PROMPT — Extend the blog post criticizing an article about starting an online business, picking up right after its final sentence.

Some people here have expressed interest in my business (former sideline, now primary) and conveniently there is an article on survivalblog…
I wrote this response as a comment, but promoted it to post due to length. It’s still a bit rough though.
This article isn’t horrible, and in fact has some good stuff, but the author seems to completely miss the point:
“I am, again, currently unemployed. However, I finally took the initiative and started an online business to bring in some extra cash.”
She says this like it’s a revelation, yet she previously started and failed at two other businesses “I have had my own HR consulting company,[and] started my own sporting goods store”– what she really means is “This time I decided to buy and sell stuff online” thinking that it would be easier than working.
Online business is a BUSINESS. It’s got differences but it’s a business, not a magical unicorn that farts money.
Throughout the previous 25 years, she keeps going back to being an employee, subject to the whims and vicissitudes of others. This time is no different, she’s still got the mindset of an employee (do as little as possible, collect check).

SOURCE MATERIAL —
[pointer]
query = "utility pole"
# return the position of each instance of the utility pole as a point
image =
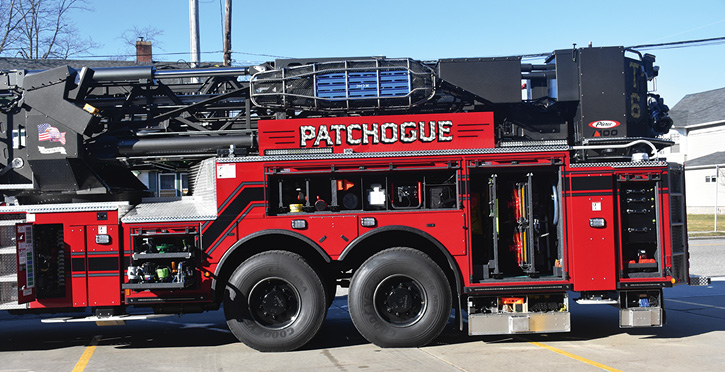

RESULT BELOW —
Even with this statement– “In 2015 I saw the collapse in the oil and gas industry coming and decided that I needed to generate some “mailbox money” then to help supplement my unemployment insurance until it ran out. I was finally RIF’ed (selected as part of the Reduction in Force) in February 2016. My unemployment insurance ran out August 2016. Fortunately, I began prepping for that moment back in 2015 when I began investigating the fastest ways to make money and build a business. Not only that, but I doubled my efforts putting up canned goods and other consumable items.” — And so she reveals herself. She PLANNED to fail, coasting until her benefits were gone. She’s looking for the next ‘get rich quick’ scheme. She does start stacking, which is to the good, but that’s the only positive thing in the paragraph.
Then she discovers that there is a learning curve, and she’s gotta WORK at it! “There is definitely a learning curve to selling online. One must take into consideration pricing your items correctly, selling fees, monetary transaction fees, shipping fees, shipping supplies, time listing the items, negotiating with buyers, and other issues. I lost money the first month and began to run out of stuff to sell. I had to find another way to find stuff to sell.” — JUST LIKE A BUSINESS, who’da thunk it? And how do you lose money selling off your old cr@p?
“Although I knew I was going to lose my job, I was not mentally prepared for it.” — which is because she never really accepted that it was going to happen, which is probably why she never treated the online selling as a business.
“PayPal account … Since it was difficult to get money out of that account, I left it there for my “rainy day”. ” — NO IDEA what she’s talking about here. Paypal is linked to a bank account. You hit “Transfer money to my bank” select an amount, and in 3-5 days go to your bank and withdraw the money. Simple. Or use Paypal at POS machines instead of cash or credit. LOTS of real life stores accept Paypal.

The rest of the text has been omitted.